▶ [Aim] Rewrite the data, starting at the line that has "Please trace the outline of every instance of the person" and ending with the line that has "Outlines of the person". Replace "trace the outline" with "draw the boundary" and change nothing else.

▶ [Data shown]
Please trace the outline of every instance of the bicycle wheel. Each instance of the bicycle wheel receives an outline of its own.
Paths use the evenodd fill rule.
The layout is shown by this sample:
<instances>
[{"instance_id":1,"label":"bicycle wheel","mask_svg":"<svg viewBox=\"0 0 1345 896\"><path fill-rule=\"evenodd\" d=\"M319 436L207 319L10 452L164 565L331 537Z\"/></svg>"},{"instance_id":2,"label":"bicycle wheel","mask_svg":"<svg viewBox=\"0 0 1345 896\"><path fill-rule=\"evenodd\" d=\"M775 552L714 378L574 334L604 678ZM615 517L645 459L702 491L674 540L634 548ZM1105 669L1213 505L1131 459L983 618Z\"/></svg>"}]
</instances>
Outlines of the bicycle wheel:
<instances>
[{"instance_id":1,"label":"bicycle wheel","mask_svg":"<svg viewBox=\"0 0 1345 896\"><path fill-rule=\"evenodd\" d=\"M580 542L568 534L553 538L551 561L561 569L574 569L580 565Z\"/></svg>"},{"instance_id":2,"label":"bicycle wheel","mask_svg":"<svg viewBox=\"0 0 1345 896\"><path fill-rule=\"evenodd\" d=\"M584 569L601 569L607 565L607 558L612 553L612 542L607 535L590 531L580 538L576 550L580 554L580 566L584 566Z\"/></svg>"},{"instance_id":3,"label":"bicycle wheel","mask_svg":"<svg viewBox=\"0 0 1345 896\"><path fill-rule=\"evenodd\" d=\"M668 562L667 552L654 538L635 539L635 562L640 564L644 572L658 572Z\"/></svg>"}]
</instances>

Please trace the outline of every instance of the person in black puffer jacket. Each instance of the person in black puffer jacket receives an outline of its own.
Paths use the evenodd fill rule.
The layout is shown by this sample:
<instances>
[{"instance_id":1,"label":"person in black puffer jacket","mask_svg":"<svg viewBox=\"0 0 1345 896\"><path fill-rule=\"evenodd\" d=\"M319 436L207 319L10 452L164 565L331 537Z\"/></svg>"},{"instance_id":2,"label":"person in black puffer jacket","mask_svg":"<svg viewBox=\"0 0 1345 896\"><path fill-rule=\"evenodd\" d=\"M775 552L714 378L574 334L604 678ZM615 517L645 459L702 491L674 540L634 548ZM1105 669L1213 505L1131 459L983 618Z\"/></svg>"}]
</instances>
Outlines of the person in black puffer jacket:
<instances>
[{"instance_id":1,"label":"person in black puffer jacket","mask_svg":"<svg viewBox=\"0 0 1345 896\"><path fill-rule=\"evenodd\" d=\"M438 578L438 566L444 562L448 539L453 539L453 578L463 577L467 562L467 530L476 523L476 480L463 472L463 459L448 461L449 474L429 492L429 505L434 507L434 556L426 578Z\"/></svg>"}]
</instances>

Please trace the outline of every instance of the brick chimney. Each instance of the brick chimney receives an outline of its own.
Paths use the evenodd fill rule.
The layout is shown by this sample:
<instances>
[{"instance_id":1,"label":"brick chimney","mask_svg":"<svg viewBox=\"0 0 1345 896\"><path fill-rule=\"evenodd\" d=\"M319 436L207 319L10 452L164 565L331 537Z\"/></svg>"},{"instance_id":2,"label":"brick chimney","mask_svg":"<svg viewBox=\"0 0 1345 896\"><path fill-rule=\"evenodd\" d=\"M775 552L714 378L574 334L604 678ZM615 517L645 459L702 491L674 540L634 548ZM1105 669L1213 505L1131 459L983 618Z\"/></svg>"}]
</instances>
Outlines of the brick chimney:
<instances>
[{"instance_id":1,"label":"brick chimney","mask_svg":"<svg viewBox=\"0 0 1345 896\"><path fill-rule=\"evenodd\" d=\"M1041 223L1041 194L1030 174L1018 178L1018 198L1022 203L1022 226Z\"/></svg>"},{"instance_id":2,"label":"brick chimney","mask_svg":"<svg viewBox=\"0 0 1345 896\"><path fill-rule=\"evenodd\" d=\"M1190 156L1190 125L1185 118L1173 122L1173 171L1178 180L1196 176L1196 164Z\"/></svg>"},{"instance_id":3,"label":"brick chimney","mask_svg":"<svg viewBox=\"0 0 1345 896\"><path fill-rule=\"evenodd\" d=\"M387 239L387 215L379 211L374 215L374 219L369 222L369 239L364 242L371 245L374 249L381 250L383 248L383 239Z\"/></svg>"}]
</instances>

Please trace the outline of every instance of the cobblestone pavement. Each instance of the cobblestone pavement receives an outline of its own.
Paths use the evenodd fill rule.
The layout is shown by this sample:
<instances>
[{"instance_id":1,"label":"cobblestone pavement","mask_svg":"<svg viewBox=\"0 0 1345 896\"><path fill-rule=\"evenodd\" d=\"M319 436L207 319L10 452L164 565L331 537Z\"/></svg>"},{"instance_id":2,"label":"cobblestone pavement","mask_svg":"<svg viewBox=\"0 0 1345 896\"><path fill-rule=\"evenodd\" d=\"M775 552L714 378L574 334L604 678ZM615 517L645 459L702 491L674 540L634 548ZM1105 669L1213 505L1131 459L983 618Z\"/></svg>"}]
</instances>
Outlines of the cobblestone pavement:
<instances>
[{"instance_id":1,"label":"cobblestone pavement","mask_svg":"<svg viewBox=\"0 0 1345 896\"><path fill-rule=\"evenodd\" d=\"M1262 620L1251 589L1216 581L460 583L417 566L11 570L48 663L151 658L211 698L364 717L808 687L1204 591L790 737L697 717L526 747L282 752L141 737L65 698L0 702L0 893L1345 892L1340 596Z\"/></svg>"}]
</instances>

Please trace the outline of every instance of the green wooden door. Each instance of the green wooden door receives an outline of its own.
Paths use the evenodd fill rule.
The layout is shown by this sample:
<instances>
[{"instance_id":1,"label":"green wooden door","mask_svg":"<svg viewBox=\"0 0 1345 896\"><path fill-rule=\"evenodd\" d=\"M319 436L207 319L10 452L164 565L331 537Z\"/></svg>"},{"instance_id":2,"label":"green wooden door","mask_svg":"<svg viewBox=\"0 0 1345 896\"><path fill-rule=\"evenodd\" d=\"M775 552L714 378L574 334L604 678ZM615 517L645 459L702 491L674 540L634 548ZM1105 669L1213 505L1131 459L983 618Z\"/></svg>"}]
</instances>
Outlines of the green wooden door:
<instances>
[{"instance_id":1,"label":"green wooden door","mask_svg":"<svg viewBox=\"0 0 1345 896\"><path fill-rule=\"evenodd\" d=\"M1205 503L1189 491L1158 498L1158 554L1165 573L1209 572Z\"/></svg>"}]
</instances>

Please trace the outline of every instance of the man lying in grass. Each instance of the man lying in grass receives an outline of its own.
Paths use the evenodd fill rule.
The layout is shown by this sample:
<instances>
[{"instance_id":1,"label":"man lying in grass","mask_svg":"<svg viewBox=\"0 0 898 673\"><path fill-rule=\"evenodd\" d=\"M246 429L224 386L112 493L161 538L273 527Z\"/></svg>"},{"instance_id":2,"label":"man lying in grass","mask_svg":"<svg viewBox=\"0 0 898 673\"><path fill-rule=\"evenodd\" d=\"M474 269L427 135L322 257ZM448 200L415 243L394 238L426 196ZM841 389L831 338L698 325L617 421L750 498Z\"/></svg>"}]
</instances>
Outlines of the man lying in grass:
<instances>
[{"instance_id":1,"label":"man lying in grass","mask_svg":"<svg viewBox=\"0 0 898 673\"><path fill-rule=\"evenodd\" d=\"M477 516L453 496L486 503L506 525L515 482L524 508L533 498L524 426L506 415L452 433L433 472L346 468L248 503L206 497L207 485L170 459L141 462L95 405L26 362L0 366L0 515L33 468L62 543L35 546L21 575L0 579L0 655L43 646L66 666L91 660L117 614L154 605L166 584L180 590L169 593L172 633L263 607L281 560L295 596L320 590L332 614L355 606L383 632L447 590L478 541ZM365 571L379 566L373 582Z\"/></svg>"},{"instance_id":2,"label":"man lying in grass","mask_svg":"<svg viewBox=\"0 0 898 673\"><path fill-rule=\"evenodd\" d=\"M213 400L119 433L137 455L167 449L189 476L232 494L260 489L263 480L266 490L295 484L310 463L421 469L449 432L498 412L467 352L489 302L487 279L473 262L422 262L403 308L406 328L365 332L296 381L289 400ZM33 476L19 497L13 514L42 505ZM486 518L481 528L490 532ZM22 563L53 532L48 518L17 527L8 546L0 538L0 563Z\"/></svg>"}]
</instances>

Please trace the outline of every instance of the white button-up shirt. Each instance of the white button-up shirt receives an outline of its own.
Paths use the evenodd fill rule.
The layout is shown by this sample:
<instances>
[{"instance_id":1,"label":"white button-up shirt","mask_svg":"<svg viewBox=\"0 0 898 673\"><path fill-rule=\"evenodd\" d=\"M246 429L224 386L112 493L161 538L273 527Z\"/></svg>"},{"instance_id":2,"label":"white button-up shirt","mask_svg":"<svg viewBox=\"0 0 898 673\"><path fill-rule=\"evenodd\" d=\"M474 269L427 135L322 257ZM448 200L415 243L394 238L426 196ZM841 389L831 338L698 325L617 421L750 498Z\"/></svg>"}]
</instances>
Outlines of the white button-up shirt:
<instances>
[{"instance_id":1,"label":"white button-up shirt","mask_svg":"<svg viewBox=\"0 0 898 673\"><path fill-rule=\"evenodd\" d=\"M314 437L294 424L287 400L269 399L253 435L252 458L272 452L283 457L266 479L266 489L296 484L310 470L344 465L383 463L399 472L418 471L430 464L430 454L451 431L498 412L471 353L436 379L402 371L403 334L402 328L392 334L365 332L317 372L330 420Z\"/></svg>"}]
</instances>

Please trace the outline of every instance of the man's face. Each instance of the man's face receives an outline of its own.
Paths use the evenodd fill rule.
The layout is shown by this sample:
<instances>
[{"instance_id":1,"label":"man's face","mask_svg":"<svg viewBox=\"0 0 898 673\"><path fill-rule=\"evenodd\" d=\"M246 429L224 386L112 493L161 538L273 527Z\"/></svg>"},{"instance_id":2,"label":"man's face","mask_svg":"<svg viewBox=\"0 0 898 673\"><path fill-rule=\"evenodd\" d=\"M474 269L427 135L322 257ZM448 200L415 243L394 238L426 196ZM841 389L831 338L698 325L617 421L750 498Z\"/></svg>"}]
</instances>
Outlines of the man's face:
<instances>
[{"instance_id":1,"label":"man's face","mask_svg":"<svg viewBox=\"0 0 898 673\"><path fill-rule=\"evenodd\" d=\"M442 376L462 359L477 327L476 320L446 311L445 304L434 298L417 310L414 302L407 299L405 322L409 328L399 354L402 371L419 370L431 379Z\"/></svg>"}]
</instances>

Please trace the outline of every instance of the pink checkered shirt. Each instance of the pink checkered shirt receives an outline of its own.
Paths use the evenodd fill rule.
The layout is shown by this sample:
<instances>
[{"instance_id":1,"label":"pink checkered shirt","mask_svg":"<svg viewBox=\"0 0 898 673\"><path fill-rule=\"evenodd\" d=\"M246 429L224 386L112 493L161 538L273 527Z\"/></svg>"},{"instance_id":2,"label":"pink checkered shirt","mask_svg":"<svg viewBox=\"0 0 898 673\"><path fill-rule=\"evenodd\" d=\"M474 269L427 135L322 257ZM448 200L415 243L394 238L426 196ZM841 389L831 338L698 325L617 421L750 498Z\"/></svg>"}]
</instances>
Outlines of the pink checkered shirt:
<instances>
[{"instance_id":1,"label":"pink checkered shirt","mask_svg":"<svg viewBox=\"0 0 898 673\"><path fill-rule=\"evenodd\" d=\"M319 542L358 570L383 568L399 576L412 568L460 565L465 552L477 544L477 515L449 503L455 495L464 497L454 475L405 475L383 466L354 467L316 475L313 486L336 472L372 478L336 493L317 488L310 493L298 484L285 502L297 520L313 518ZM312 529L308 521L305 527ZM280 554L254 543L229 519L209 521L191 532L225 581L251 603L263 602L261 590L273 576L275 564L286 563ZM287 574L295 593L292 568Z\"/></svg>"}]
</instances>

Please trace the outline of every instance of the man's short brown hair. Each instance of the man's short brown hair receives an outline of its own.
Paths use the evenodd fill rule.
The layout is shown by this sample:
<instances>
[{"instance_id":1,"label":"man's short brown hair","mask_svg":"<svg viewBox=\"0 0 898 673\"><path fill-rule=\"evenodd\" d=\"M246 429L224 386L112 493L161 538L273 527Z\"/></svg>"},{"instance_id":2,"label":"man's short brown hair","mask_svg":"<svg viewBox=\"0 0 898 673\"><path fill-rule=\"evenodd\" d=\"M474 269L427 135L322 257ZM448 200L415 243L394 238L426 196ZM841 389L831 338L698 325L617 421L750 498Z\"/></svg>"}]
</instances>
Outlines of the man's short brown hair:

▶ [Result of the task]
Please draw the boundary of every instance of the person in black puffer jacket. Each instance of the person in black puffer jacket receives an outline of its own.
Paths use the evenodd fill rule.
The layout is shown by this sample:
<instances>
[{"instance_id":1,"label":"person in black puffer jacket","mask_svg":"<svg viewBox=\"0 0 1345 896\"><path fill-rule=\"evenodd\" d=\"M319 436L207 319L10 452L164 565L331 537Z\"/></svg>"},{"instance_id":2,"label":"person in black puffer jacket","mask_svg":"<svg viewBox=\"0 0 1345 896\"><path fill-rule=\"evenodd\" d=\"M775 552L714 378L574 334L604 678ZM615 517L645 459L702 491L674 540L634 548ZM1105 669L1213 505L1131 459L983 618Z\"/></svg>"}]
</instances>
Outlines of the person in black puffer jacket:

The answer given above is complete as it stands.